Set task: Copy out the lines below, without any change, from the line containing "Task: point out each instance of the cumulus" through the end of the records, both included.

[Point annotation records]

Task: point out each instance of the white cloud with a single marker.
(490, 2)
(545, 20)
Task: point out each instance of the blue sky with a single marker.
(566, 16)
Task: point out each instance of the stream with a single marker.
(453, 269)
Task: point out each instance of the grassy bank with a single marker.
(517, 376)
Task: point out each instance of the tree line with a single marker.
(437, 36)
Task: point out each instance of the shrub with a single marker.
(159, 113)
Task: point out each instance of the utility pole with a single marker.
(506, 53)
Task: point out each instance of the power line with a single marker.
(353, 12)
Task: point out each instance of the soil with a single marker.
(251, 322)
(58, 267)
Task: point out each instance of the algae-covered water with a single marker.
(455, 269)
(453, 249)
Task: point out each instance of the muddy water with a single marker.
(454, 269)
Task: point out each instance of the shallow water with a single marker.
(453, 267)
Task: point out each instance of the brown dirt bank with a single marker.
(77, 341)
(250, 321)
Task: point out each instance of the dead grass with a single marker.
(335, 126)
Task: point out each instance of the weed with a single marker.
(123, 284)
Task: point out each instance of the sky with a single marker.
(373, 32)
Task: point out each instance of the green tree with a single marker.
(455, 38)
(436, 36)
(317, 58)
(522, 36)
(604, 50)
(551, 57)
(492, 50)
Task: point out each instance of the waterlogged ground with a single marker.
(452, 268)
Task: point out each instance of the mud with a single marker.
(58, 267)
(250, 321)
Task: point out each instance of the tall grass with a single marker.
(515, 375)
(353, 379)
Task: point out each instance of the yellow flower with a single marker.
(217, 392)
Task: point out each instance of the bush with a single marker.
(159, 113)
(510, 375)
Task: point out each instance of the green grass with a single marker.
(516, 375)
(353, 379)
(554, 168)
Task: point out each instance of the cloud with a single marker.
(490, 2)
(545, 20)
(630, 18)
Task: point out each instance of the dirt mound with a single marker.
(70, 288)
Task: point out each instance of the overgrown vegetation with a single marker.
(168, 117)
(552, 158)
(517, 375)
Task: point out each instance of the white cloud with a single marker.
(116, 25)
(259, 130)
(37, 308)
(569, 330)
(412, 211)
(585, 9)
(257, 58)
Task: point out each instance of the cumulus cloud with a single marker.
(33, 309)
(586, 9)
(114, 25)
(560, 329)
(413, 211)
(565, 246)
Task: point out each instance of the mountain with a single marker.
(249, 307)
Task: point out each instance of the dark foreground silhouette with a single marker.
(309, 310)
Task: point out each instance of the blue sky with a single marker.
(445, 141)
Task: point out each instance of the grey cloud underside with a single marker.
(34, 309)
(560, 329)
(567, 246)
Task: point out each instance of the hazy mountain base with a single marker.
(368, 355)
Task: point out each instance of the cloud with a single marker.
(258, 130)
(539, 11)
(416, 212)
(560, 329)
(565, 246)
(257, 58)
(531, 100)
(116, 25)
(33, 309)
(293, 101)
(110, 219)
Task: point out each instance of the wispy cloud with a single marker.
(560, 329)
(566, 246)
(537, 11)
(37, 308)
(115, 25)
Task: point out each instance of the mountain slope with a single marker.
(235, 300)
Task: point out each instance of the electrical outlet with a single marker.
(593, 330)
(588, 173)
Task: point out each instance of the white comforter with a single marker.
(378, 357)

Answer to this exercise:
Task: point out each instance of the cumulus cloud with a single marker.
(33, 309)
(586, 9)
(114, 25)
(560, 329)
(413, 211)
(565, 246)
Task: point out each instance of the mountain with a single marker.
(249, 307)
Task: point out each instance of the dark foreground silhouette with a single marker.
(309, 310)
Task: point out each instance of the blue sky with a single marker.
(445, 141)
Task: point out each instance of the grey cloud underside with a single marker.
(34, 309)
(560, 329)
(567, 246)
Task: point out each instance of the hazy mountain base with a single marker.
(368, 355)
Task: point out each instance of the cloud with a single marker.
(258, 130)
(539, 11)
(416, 212)
(560, 329)
(565, 246)
(257, 58)
(531, 100)
(116, 25)
(33, 309)
(293, 101)
(110, 219)
Task: point out each instance of the wispy cloud with a single marker.
(560, 329)
(566, 246)
(537, 11)
(37, 308)
(115, 25)
Task: point out each instance of the mountain slope with a single marker.
(235, 300)
Task: point out each instance of the electrical outlet with a single marker.
(593, 330)
(588, 173)
Task: point out each instance of the white comforter with a single marker.
(378, 357)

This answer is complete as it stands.